Page:
— start —
26. The addition of a third Deputy Speaker in 1971 had the happy consequence of evening out the party balance in the Speaker's team. Since that innovation, the appointments have been managed in order to provide that one Deputy Speaker is drawn from the side of the House from which the Speaker has come, and two are drawn from the opposing benches. Sir Alan Haselhurst pointed out that in a House with a very small Government majority, or in the case of a hung Parliament, the 'pairing' of the Speaker and Deputy Speakers from the Government and Opposition benches would be highly significant in terms of the overall arithmetic. He also believed that the pairing arrangements made it easier for Deputy Speakers to explain to their constituents their reasons for not voting in the House.[19]

27. Deputy Speakers have usually been drawn from the ranks either of the Government party or the main Opposition party, not from the smaller parties. There are post-war precedents to the contrary: in 1965 Mr Roderic Bowen MP, a Liberal, was appointed First Deputy Chairman of Ways and Means. Since the additional post was created in 1971, however, there have been no Deputy Speakers from the smaller parties. Of course, members of smaller parties tend to have more party responsibilities and portfolios, which acts as a disincentive to their seeking the Chair.
— end —
The task: Copy the part of the text on Deputy Speakers starting with "27. Deputy Speakers" and going on through "seeking the Chair.", swapping "disincentive" for "deterrent". The records aren't needed for anything here.

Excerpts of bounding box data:
— start —
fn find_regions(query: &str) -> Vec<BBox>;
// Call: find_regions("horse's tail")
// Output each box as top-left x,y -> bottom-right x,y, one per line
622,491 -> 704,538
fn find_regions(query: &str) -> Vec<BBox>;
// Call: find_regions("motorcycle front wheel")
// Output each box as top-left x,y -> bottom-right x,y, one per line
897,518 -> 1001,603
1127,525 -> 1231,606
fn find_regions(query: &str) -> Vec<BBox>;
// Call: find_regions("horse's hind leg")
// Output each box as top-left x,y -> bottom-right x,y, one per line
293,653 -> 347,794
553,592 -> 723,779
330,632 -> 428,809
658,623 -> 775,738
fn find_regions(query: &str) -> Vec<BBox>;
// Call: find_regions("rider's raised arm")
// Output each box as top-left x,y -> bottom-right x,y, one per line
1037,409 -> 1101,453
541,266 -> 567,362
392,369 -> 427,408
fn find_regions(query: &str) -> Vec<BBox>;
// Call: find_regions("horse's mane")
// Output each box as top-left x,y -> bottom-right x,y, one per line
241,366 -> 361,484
— end —
Output for this exercise:
27. Deputy Speakers have usually been drawn from the ranks either of the Government party or the main Opposition party, not from the smaller parties. There are post-war precedents to the contrary: in 1965 Mr Roderic Bowen MP, a Liberal, was appointed First Deputy Chairman of Ways and Means. Since the additional post was created in 1971, however, there have been no Deputy Speakers from the smaller parties. Of course, members of smaller parties tend to have more party responsibilities and portfolios, which acts as a deterrent to their seeking the Chair.